▶ **GIVEN PASSAGE**

7. Sell Other Assets 


Whether it’s a hard asset, like a secondary property, or a soft asset, like stocks, anything is hypothetically on the table. However, be aware of the tax implications. For example, in both the case of selling a cottage or some stocks, you’ll have to pay tax on the capital gains. That said, selling certain assets can have the added benefit of helping you reduce overall monthly spending moving forward. For instance, say you sold a Sea-Doo or a boat. You’d also be canceling your insurance, marina fees, and associated upkeep and gas expenses. “It’s not just selling the asset, it’s changing your lifestyle… to eliminate all of those extra costs,” says Bruinsma.


8. Dip Into Your Savings 


“Dipping into your savings is definitely an option for those people who are only short a little bit every month, and it’s not super-drastic,” says Bruinsma. However, she realizes that many younger to middle-aged Canadians don’t have much in the way of rainy-day funds. That raises concerns for the Clarity Personal Finance founder. “So then the temptation is to dip into the retirement fund, and this is where I would get very, very cautious and very nervous, particularly if those funds are sitting in an RRSP,” she says. For one, any money you take out of a Registered Retirement Savings Plan is considered taxable income, but that’s not all. “Of course, you’re sacrificing your future,” Bruinsma points out. “When you get out of this mortgage crisis, you have to rebuild your retirement savings again, and that can genuinely defer your ability to retire by five or 10 years — or more.”


9. Consolidate Your Debt  


For homeowners with various sources of debt — such as outstanding credit card debt or car loans, or the aforementioned unsecured line of credit — all those payments can add up. Working with your bank to consolidate the debt by refinancing it into a single loan is an idea worth exploring. “Getting a debt consolidation loan can lower the monthly payment. It may even lower your interest rate, if you have credit-card debt, so I think that is a very smart solution whether you have problems with your mortgage or not.”


10. Sell Your Home  


Throwing in the towel and selling your home is the “last resort,” both Weintraub and Bruinsma agree. For starters, there could be penalties for breaking your mortgage. And, earlier, when you purchased the home, you would’ve already paid land transfer taxes, realtor fees, legal fees, movers, and more. All of these expenses can erase any potential gains. Depending on when you purchased it, selling your home might even leave you further in the hole. The total transactional costs of buying and selling could equal 7 to 10% of the price of the home, Weintraub estimates. He emphasizes the importance of exhausting all other options before selling. “If you sell, then what are you going to do?” he asks, noting how competitive and expensive Canada’s rental markets are today. “Are you just solving one problem and getting another one the next day?”

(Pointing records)
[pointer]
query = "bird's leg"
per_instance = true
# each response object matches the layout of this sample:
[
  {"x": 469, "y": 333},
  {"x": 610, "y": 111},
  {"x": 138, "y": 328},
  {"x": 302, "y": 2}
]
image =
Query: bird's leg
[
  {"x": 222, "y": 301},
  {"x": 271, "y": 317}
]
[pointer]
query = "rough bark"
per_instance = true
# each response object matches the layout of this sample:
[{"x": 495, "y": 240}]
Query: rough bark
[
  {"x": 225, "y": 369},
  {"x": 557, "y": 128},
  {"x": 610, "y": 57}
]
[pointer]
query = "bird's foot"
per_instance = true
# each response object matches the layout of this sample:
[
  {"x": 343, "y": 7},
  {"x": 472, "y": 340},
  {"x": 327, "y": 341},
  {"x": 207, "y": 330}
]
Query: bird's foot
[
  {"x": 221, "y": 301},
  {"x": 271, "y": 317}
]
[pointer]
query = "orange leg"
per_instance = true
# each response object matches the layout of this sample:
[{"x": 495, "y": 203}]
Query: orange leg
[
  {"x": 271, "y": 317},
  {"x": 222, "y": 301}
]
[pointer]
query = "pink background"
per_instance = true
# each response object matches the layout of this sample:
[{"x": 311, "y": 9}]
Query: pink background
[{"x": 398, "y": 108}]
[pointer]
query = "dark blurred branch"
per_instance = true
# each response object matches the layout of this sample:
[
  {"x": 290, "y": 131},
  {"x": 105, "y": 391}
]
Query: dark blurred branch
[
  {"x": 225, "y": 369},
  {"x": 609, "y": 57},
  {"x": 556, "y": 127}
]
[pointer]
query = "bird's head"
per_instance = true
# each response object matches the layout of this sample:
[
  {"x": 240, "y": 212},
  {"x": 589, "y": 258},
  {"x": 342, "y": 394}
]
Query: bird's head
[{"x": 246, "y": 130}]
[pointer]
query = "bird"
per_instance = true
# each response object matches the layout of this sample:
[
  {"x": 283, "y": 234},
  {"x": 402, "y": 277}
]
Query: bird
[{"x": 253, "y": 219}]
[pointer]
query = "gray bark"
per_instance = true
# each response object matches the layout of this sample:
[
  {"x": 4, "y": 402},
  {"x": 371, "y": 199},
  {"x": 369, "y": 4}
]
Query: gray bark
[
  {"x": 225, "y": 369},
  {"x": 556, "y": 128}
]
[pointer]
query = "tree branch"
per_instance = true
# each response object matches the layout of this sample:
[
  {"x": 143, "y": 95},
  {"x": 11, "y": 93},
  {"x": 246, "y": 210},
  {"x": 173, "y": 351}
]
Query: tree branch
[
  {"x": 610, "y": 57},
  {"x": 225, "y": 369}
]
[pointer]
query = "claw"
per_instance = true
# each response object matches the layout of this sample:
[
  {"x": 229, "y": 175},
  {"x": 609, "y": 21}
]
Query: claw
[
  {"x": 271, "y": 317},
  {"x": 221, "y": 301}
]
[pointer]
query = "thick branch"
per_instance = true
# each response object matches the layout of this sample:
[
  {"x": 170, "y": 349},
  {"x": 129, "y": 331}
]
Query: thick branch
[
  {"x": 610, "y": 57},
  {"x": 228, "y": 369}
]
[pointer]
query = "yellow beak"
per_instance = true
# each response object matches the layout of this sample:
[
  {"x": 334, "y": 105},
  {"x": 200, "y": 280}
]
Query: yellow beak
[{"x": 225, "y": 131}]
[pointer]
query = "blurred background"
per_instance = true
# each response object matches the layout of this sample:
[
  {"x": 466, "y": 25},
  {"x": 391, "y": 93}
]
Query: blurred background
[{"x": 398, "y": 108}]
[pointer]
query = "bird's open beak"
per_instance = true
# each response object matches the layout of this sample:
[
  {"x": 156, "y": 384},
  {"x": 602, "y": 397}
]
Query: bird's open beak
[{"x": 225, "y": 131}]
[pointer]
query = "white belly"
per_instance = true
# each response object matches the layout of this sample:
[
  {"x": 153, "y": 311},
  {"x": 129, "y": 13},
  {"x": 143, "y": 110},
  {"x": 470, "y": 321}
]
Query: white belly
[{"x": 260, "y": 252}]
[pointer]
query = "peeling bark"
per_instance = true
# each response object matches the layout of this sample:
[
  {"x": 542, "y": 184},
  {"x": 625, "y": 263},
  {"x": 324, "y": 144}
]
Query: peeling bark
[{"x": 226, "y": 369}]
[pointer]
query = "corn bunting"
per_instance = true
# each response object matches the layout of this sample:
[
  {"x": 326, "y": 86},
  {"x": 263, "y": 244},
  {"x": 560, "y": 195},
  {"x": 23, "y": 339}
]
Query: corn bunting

▶ **SET TASK**
According to the passage on coping with mortgage payments, what is Weintraub's estimate of the total transactional costs of buying and selling a home?

▶ **THE ANSWER**
They could equal 7 to 10% of the price of the home.